Bloc de texte -
▼▼▼
Quand les maîtres – ceux qui se croient tels – se querellent, les subordonnés – ceux prétendus tels – réfléchissent et prennent conscience de leur sort commun. Ce qui est vrai dans la vie domestique l’est aussi dans la société. La floraison des partis révolutionnaires, leurs disputes, leurs chicaneries, leurs divisions se révèlent aujourd’hui sous un jour bénéfique. Ce n’est pas un paradoxe ; formés dans leur quasi-totalité par la petite bourgeoisie intellectuelle, qui propose aux travailleurs la forme d’organisation qui est adéquate à sa nature : composée d’intellectuels, elle offre un choix idéologique, le parti – dont le recrutement est supposé se faire parmi toutes le couches sociales – contre d’autres choix idéologiques : les autres partis. Chacun de ces partis, possesseur de la bonne idéologie, réclame donc pour lui-même le rôle dirigeant ; la vérité habitant ses rangs, c’est à lui de diriger la lutte sociale.
Il existe pourtant des moments privilégiés dans l’histoire où le prolétariat – pas son image mythique, mais les travailleurs en chair et en os – sollicité par trop de maîtres les rejette tous, les présents et les futurs.
▲▲▲
Objectif 1 -
Résumez le texte sur les partis révolutionnaires en deux phrases.

Données de travail -
▼▼▼
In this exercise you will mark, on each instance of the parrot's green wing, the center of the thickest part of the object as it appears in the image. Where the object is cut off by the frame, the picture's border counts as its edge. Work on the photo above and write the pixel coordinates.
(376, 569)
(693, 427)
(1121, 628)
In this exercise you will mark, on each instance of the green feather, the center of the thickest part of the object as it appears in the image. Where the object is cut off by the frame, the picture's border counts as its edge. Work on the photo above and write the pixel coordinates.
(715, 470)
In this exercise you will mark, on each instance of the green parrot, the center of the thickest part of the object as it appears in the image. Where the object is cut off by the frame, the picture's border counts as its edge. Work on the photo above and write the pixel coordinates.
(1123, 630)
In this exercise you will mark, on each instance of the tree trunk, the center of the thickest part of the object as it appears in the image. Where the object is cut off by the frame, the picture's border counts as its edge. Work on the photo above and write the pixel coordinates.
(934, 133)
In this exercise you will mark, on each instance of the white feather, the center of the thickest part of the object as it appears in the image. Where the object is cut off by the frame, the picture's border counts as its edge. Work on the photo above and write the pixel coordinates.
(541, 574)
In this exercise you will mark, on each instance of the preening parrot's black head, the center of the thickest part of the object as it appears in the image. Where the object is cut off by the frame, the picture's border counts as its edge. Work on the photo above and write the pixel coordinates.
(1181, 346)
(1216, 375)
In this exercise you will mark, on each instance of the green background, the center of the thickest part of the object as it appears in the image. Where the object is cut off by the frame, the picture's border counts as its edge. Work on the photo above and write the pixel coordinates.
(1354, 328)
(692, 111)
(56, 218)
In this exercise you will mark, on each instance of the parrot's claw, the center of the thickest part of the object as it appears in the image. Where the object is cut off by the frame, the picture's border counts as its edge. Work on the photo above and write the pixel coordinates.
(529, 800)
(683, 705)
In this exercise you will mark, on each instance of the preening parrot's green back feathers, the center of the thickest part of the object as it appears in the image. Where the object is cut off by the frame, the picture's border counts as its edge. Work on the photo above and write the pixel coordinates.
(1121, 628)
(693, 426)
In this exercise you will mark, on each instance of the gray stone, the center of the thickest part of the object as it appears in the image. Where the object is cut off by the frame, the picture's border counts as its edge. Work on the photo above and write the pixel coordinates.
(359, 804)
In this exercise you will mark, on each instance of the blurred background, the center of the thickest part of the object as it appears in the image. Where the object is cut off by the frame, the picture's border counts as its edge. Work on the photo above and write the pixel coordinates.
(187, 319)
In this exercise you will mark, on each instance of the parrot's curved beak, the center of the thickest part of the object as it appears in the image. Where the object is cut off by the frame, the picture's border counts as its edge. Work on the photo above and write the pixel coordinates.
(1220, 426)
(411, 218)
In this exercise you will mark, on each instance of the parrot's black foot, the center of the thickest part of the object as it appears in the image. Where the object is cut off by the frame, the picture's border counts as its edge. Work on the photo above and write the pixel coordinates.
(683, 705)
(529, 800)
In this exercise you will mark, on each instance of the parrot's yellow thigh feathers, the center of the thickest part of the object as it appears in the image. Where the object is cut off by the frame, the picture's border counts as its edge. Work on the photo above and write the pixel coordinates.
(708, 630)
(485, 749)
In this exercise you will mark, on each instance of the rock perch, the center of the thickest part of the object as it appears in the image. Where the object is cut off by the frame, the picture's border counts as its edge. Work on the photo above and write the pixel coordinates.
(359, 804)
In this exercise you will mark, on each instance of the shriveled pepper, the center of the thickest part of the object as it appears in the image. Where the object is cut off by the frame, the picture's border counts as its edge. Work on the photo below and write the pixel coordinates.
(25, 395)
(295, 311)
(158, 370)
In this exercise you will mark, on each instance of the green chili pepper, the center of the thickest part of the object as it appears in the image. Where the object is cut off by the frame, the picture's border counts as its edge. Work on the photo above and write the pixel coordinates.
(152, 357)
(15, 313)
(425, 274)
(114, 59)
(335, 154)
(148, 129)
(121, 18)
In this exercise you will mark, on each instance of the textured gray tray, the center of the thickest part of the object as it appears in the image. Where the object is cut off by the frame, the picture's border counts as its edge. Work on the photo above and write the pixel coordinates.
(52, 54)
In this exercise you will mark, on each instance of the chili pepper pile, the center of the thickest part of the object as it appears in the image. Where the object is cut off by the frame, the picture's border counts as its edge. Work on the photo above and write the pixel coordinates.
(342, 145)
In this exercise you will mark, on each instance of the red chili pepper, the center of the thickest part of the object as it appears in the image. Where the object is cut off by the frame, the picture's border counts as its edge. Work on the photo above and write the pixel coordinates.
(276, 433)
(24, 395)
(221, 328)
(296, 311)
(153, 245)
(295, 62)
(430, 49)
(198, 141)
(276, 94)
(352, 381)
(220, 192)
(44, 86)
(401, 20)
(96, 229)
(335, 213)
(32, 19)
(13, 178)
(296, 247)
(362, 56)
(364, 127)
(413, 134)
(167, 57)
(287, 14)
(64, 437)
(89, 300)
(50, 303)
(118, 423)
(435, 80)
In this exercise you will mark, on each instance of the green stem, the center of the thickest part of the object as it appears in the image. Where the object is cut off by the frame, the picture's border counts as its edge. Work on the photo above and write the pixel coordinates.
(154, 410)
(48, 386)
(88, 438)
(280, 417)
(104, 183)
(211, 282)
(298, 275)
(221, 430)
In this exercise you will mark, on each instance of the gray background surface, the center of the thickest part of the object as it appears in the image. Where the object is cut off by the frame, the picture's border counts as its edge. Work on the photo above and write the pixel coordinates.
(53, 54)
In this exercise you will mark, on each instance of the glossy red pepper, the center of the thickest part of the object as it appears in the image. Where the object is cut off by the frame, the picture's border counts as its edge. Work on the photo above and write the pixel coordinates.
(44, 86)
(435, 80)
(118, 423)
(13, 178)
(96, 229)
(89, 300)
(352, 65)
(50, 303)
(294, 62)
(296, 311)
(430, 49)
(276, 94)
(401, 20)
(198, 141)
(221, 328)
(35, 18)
▲▲▲
Objectif 2 -
Mettez à jour les entrées en remplaçant "thickest part" par "widest part", sans rien changer d'autre, puis redonnez uniquement ces lignes. Commencez à la ligne des entrées qui contient "green stem, the" et allez jusqu'à la dernière ligne des entrées.

Réponse complète 1 -
Quand les maîtres se querellent, les subordonnés prennent conscience de leur sort commun, ce qui vaut aussi pour la société : les divisions des partis révolutionnaires, formés presque tous par la petite bourgeoisie intellectuelle et réclamant chacun le rôle dirigeant au nom de la bonne idéologie, se révèlent aujourd'hui bénéfiques. Il existe pourtant des moments privilégiés dans l'histoire où les travailleurs, sollicités par trop de maîtres, les rejettent tous, les présents et les futurs.

Réponse complète 2 -
In this exercise you will mark, on each instance of the green stem, the center of the widest part of the object as it appears in the image. Where the object is cut off by the frame, the picture's border counts as its edge. Work on the photo above and write the pixel coordinates.
(154, 410)
(48, 386)
(88, 438)
(280, 417)
(104, 183)
(211, 282)
(298, 275)
(221, 430)
In this exercise you will mark, on each instance of the gray background surface, the center of the widest part of the object as it appears in the image. Where the object is cut off by the frame, the picture's border counts as its edge. Work on the photo above and write the pixel coordinates.
(53, 54)
In this exercise you will mark, on each instance of the glossy red pepper, the center of the widest part of the object as it appears in the image. Where the object is cut off by the frame, the picture's border counts as its edge. Work on the photo above and write the pixel coordinates.
(44, 86)
(435, 80)
(118, 423)
(13, 178)
(96, 229)
(89, 300)
(352, 65)
(50, 303)
(294, 62)
(296, 311)
(430, 49)
(276, 94)
(401, 20)
(198, 141)
(221, 328)
(35, 18)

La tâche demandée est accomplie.